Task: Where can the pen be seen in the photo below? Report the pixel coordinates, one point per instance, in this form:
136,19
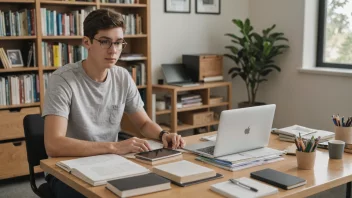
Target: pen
243,185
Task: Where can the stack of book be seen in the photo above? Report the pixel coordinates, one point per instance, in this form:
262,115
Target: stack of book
290,133
185,100
244,160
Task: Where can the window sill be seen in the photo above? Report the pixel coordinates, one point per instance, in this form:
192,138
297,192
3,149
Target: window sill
327,71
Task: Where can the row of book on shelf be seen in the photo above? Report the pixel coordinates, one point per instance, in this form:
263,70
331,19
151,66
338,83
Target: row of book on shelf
20,89
127,178
58,54
13,57
17,23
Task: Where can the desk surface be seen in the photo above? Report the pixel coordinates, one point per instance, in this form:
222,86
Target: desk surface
326,174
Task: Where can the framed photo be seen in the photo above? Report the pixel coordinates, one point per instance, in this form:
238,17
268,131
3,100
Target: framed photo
178,6
208,6
15,58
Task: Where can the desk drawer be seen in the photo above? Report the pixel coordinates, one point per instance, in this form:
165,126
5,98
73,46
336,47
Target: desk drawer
11,123
13,159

* _TASK DETAILS_:
Output all lines above precisely. Pictures are to be left out.

* _OUTPUT FOR THIS TASK_:
Task: Where can the pen be seen in the photo below? Report the pixel coordinates, one point per instance, in this form:
136,19
Target: pen
243,185
Task: Where can the stack of book be seen in the photo above? Report the pixel coordinates, one point per instance, in this form:
262,115
Target: stack of book
290,133
185,100
244,160
Task: Where can the window sill be seen in the photo above? Report the pixel coordinates, one point per instance, in this form:
192,138
297,192
3,149
Target: window sill
327,71
Task: Where can the row of book on shelf be seen in the photo above? Report the pixel coordinates, one point per instance, in this form:
263,70
331,19
151,66
338,83
Target: row of book on shelf
20,89
127,178
58,54
13,57
17,23
Task: Where can the desk surface be seen in the photo above? Report the pixel coordinates, one point per instance, in this form:
222,86
Target: desk surface
326,174
Task: Where can the framed photo be seen in the photo above? Report the pixel coordinates, one point per instance, in this form:
238,17
268,131
3,100
Target: framed photo
178,6
208,6
15,58
Task: Where can the desk drawer be seen in the photo above? Report the pixel coordinates, one point per instance, in this form:
165,126
5,98
73,46
336,47
Target: desk drawer
11,123
13,159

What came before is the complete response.